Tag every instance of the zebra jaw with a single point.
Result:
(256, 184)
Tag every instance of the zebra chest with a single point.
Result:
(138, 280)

◆ **Try it**: Write out the data again, exactly and in full.

◆ **Exercise response**:
Tag every instance of the zebra jaw with a single point.
Result:
(256, 184)
Tag every instance of the zebra chest with a single point.
Result:
(138, 280)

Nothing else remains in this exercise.